(YOUR INSTRUCTIONS)
Output the listing exactly, leaving out no line.

(LISTED ENTRIES)
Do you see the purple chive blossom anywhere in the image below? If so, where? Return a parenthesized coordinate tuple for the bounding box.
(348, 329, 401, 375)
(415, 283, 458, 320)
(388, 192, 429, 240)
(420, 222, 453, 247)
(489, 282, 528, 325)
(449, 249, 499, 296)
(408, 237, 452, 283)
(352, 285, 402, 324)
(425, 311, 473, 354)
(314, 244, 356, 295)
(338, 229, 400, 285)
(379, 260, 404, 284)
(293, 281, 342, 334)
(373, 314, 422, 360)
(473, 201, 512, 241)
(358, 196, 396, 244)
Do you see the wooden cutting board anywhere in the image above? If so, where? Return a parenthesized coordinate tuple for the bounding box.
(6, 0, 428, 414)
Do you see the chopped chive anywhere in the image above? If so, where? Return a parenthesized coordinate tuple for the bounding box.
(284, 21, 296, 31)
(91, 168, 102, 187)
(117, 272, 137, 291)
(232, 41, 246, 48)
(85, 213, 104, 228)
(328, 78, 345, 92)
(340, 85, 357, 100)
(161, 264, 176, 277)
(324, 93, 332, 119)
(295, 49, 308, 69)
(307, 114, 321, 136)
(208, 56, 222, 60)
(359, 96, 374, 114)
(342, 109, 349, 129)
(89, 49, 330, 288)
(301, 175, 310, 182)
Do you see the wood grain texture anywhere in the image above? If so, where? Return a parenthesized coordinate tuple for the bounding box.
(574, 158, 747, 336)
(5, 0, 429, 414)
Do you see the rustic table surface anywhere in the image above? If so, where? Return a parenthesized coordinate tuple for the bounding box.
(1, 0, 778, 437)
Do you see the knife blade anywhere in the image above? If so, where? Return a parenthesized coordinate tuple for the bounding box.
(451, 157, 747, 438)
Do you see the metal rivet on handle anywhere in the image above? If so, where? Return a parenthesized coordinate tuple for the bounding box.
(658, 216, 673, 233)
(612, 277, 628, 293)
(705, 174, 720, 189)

(RESULT FOR THIS TASK)
Do you see the purple chive blossom anywhere in the image below? If so, where? Return a parenthesized coordinate tuple for the bounding box.
(348, 329, 401, 375)
(415, 283, 458, 320)
(388, 192, 429, 240)
(420, 222, 453, 247)
(489, 282, 528, 325)
(449, 249, 499, 296)
(408, 237, 452, 283)
(352, 285, 402, 324)
(425, 311, 473, 354)
(314, 244, 356, 295)
(338, 229, 400, 285)
(379, 260, 404, 284)
(293, 281, 342, 334)
(373, 314, 422, 360)
(473, 201, 512, 241)
(358, 196, 396, 244)
Do you see the wooden cutting board anywhere in the image above? If so, where? Return a parenthesized coordinate tuple for the bounding box.
(6, 0, 428, 414)
Do you see the chopped chive anywhere in the image above? If so, where? Return a parenthesized coordinate tuple for the bounding box.
(284, 21, 296, 31)
(91, 168, 102, 187)
(117, 272, 137, 291)
(232, 41, 246, 48)
(85, 213, 104, 228)
(328, 78, 345, 92)
(340, 85, 357, 100)
(161, 264, 176, 277)
(324, 93, 332, 119)
(295, 49, 308, 69)
(307, 114, 321, 136)
(208, 56, 222, 60)
(359, 96, 374, 114)
(342, 109, 349, 129)
(89, 49, 330, 288)
(301, 175, 310, 182)
Do you see the wood grain texture anywhere in the image above? If so, where? Return a parenthesized coordinate tuple for the bounding box.
(574, 158, 747, 336)
(5, 0, 429, 414)
Do you see the rustic table surface anywhere in the image above? If so, where? Return a parenthesized coordinate tuple for the bounding box.
(1, 0, 778, 437)
Do you see the knife blade anywhere in the image above? If so, where? Return a parenthesized coordinate tuple for the bounding box.
(451, 157, 747, 438)
Do you see the metal rivet on handle anywhere in the image above? If so, where? Return a parenthesized coordinate tuple for the bounding box.
(658, 216, 673, 233)
(612, 277, 628, 293)
(705, 174, 720, 189)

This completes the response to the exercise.